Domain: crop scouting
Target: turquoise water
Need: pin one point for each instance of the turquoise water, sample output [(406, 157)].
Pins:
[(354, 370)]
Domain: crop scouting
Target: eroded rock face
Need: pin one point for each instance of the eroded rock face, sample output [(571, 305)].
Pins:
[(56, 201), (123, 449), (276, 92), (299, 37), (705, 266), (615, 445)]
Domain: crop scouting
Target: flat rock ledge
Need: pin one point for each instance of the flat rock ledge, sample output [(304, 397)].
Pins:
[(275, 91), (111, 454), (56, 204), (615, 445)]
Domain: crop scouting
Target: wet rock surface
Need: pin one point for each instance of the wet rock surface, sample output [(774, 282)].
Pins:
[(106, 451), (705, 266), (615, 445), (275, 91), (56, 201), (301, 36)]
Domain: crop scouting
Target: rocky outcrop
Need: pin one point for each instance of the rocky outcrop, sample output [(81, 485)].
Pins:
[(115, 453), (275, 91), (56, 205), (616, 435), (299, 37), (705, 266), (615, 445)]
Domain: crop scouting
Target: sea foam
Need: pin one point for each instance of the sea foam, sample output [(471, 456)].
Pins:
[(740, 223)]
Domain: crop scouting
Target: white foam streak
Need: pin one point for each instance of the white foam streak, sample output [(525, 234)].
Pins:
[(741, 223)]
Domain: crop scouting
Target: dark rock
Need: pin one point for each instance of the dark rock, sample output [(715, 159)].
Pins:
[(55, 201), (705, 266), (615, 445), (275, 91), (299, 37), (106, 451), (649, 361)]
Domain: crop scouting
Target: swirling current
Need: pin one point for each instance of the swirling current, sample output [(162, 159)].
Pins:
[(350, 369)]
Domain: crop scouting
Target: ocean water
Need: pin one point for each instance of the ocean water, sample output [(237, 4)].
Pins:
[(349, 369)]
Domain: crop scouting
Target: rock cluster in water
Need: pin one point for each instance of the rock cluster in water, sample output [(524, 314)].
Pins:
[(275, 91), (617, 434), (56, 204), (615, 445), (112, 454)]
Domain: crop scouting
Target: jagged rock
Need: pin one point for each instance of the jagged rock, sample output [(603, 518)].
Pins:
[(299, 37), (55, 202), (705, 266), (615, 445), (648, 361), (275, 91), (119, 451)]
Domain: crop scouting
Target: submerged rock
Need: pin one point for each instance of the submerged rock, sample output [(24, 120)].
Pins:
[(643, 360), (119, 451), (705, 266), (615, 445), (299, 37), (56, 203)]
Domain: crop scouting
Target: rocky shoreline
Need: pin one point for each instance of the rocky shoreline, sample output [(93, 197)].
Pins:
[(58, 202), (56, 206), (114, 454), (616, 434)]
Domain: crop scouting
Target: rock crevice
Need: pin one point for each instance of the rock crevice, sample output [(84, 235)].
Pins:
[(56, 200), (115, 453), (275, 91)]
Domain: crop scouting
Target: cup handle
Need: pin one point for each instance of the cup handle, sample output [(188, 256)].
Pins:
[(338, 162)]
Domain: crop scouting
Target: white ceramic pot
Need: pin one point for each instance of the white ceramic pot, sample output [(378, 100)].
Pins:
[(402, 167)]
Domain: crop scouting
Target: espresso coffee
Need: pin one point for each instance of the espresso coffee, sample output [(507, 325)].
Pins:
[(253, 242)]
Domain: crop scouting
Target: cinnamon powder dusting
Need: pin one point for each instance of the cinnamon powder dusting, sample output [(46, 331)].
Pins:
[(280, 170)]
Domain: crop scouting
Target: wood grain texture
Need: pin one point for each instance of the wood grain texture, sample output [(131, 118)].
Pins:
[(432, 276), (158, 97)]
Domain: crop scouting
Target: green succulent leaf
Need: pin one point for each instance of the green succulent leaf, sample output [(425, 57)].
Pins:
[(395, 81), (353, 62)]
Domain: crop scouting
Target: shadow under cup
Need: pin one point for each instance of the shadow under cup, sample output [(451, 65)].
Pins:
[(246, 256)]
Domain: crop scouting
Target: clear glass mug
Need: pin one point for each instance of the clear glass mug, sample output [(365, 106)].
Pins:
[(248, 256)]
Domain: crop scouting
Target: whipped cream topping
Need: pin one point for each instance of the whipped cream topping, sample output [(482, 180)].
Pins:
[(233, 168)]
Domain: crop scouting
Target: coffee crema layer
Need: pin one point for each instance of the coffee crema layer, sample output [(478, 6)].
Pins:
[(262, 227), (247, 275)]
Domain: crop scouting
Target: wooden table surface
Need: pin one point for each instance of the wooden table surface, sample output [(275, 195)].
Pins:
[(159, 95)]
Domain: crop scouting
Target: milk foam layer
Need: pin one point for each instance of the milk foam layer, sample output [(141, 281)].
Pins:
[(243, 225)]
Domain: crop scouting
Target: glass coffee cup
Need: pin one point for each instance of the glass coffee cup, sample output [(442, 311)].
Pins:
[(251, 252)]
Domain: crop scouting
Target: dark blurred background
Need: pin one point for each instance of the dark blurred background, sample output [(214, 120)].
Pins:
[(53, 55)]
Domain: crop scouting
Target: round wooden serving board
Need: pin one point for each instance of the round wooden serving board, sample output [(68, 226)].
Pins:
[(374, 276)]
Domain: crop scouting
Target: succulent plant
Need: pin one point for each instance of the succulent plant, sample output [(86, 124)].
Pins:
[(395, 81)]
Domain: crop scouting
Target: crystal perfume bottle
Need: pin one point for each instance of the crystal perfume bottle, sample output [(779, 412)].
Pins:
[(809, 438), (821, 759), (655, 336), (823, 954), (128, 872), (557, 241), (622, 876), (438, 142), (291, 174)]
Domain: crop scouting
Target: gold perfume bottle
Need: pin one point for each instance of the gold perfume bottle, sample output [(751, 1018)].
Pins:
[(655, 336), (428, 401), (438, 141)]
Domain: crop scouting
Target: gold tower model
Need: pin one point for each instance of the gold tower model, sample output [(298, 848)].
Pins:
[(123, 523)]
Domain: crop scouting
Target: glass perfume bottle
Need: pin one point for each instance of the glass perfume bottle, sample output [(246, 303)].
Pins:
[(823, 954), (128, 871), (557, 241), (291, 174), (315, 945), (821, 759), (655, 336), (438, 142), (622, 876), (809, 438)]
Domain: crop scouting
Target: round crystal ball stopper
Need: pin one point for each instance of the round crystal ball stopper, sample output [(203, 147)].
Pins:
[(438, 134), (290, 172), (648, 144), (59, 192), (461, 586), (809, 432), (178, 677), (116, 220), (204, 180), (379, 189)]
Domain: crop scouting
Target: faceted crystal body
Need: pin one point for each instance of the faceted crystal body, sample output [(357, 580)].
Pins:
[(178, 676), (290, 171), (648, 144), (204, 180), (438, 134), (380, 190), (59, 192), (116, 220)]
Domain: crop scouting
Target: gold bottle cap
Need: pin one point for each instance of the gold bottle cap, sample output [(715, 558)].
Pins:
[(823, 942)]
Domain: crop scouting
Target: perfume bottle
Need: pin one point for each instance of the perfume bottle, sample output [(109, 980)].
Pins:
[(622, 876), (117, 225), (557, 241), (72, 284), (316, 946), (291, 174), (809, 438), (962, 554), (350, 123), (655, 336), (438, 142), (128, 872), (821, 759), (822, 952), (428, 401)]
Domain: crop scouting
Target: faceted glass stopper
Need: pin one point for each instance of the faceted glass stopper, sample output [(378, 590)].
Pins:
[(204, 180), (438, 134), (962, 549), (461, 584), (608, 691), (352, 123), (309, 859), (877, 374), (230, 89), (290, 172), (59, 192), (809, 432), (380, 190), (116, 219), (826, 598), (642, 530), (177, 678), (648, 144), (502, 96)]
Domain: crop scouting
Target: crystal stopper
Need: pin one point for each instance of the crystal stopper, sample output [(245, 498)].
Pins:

####################

**DIRECTIVE**
Could you rewrite the material from its first line through the line containing "[(740, 223)]", keeping every line, and raise each coordinate in the answers by 26 while leaving the sample outputs and all other text unchanged?

**SOLUTION TO THIS EXERCISE**
Domain: crop scouting
Target: turquoise water
Need: pin one point for each instance of the turquoise water, sample output [(406, 157)].
Pins:
[(380, 396)]
Domain: crop scouting
Target: eroded rock face
Need: pin one point for each instance of the eroded rock face, sample output [(571, 305)].
Pins:
[(82, 227), (149, 475), (302, 118), (325, 63), (731, 292), (641, 471)]
Domain: crop scouting
Target: flat rock ledge
Need: pin one point for each instance of the flat rock ledge, sample output [(304, 397)].
Pins:
[(301, 117), (137, 480), (82, 230), (641, 471)]
Domain: crop scouting
Target: wet rock surface
Need: pin one point for each instance of the wet rock surface, sample output [(774, 282)].
Pins:
[(132, 477), (731, 292), (641, 471), (301, 117), (82, 227), (327, 62)]
Domain: crop scouting
Target: rocky outcrop
Need: pin one point for each instance of the rocky outcrop, sample output [(81, 485)].
Pins:
[(141, 479), (301, 117), (82, 231), (642, 461), (325, 63), (731, 292), (641, 471)]
Domain: crop scouting
Target: sea foam
Need: pin one point for each instance of the sea foam, sample output [(471, 456)].
Pins:
[(766, 249)]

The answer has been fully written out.